### WHAT IS REQUIRED
Count the lines in the entries that contain the word "shirt", treating uppercase and lowercase as different, and give only that number.

### Box-labeled dataset extracts
>> Begin

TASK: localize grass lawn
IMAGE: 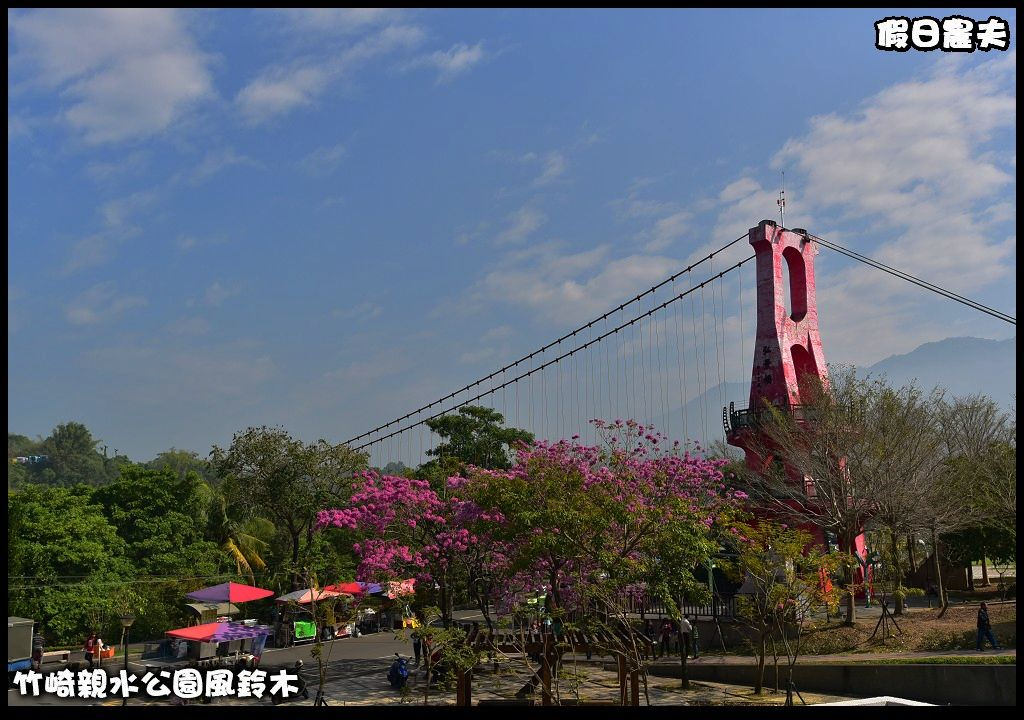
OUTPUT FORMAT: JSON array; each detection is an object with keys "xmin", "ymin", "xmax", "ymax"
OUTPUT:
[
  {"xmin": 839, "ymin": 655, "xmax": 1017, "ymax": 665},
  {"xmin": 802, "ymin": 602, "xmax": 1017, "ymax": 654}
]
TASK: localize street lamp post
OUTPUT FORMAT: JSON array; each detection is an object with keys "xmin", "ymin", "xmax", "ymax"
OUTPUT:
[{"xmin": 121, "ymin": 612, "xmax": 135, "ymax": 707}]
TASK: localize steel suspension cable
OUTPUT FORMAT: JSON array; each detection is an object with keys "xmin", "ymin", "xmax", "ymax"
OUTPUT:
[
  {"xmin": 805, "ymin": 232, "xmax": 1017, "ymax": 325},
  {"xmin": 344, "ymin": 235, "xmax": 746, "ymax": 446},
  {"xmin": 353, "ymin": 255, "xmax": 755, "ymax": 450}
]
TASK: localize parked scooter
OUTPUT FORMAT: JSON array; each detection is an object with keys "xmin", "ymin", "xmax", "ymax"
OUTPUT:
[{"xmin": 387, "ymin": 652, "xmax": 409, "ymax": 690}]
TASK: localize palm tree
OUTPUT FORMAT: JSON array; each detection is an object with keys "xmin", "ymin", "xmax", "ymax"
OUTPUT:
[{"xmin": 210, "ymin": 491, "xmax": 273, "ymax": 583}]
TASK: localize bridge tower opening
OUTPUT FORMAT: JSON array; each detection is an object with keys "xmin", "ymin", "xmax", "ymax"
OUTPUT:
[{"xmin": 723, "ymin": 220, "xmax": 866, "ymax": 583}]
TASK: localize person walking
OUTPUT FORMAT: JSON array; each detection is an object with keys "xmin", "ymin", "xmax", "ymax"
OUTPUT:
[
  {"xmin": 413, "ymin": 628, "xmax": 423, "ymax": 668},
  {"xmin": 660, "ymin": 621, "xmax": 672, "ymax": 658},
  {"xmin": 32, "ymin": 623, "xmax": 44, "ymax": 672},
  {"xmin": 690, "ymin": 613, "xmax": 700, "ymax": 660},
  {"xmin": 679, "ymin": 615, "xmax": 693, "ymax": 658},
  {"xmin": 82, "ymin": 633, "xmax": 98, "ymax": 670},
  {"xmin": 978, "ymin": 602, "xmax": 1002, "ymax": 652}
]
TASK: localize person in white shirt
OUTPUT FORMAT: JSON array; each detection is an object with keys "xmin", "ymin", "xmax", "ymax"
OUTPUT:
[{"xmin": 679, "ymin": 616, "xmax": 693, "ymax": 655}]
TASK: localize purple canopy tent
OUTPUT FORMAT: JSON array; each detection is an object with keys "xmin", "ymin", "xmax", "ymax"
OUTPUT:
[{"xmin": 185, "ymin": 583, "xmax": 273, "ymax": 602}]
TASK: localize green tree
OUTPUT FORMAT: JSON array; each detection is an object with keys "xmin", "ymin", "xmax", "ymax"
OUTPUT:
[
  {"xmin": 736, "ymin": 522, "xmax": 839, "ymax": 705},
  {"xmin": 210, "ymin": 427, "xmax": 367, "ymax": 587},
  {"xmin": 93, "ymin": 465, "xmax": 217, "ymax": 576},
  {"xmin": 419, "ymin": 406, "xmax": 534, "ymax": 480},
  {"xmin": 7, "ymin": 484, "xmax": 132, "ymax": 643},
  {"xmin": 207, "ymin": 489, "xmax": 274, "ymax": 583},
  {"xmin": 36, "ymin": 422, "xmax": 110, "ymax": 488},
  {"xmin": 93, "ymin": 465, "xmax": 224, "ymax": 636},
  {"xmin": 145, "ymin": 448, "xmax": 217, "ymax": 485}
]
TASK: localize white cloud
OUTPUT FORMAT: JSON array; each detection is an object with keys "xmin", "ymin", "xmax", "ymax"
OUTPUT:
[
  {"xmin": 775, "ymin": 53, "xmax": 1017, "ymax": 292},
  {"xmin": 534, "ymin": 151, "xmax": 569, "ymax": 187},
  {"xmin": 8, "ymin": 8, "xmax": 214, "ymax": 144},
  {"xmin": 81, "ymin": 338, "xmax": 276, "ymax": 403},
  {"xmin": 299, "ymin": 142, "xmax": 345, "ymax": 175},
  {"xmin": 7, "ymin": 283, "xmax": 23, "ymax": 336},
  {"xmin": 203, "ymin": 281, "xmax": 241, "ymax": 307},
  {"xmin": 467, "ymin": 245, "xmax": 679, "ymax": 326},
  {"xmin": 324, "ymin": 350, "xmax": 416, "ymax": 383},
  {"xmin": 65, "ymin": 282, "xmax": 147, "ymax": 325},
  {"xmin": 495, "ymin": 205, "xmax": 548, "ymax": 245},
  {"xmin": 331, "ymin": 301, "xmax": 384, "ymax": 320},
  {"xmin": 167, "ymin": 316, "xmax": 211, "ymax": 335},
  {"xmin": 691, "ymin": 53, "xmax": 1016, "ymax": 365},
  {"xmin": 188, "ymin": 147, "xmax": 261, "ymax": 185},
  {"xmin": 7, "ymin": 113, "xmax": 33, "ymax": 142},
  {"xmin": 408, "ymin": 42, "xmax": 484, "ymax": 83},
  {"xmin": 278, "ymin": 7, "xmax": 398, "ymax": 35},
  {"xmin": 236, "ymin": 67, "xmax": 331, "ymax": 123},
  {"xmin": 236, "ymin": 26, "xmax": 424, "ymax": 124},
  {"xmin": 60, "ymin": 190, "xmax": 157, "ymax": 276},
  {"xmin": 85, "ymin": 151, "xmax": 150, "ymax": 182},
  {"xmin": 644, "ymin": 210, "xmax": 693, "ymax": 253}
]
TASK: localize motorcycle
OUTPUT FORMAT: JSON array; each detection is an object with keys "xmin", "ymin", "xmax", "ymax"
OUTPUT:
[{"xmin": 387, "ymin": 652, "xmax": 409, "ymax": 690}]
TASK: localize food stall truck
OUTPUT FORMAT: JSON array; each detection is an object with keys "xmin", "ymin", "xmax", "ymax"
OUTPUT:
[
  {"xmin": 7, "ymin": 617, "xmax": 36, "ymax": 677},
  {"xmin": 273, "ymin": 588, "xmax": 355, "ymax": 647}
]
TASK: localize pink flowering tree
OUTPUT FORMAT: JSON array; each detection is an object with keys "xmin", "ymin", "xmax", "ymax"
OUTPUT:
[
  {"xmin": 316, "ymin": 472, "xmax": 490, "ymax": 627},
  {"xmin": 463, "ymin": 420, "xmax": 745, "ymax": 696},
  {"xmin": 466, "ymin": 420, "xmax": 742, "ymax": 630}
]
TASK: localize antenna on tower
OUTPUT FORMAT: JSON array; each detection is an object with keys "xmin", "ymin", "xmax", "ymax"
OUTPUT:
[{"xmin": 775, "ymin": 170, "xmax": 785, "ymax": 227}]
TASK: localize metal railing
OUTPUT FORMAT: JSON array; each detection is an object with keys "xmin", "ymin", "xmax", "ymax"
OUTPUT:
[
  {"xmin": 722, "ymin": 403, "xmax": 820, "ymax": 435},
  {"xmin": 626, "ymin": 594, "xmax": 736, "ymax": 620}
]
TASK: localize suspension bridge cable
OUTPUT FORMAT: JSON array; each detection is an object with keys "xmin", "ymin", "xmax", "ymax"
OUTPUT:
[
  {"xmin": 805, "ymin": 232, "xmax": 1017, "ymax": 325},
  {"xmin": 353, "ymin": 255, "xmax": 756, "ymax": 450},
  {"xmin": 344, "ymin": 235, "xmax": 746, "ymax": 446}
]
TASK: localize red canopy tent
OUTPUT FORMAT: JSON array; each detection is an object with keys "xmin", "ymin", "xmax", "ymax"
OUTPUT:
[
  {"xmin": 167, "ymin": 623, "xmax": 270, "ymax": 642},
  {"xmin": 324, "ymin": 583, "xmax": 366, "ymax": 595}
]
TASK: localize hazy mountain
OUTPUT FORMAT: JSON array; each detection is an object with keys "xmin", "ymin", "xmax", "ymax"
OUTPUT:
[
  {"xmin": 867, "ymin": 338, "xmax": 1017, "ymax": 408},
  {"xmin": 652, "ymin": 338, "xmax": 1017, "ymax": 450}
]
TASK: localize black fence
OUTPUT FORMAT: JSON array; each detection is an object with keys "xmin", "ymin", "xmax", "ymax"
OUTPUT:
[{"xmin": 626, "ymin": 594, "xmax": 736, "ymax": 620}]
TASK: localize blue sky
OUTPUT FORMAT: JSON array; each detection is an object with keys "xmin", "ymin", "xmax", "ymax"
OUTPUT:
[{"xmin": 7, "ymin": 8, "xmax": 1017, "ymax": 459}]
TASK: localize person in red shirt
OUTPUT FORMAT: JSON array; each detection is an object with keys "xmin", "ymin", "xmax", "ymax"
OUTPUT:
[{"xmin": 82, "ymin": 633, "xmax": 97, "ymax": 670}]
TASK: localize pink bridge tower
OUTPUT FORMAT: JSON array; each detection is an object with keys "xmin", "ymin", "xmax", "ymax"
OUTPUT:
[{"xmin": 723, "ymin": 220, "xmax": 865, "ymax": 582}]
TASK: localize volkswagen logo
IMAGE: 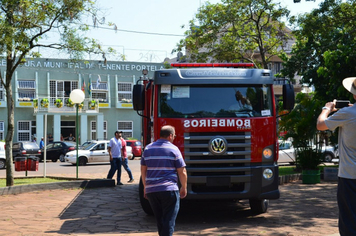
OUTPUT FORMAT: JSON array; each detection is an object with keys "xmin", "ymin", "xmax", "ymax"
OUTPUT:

>> End

### OUTPUT OF THE TASK
2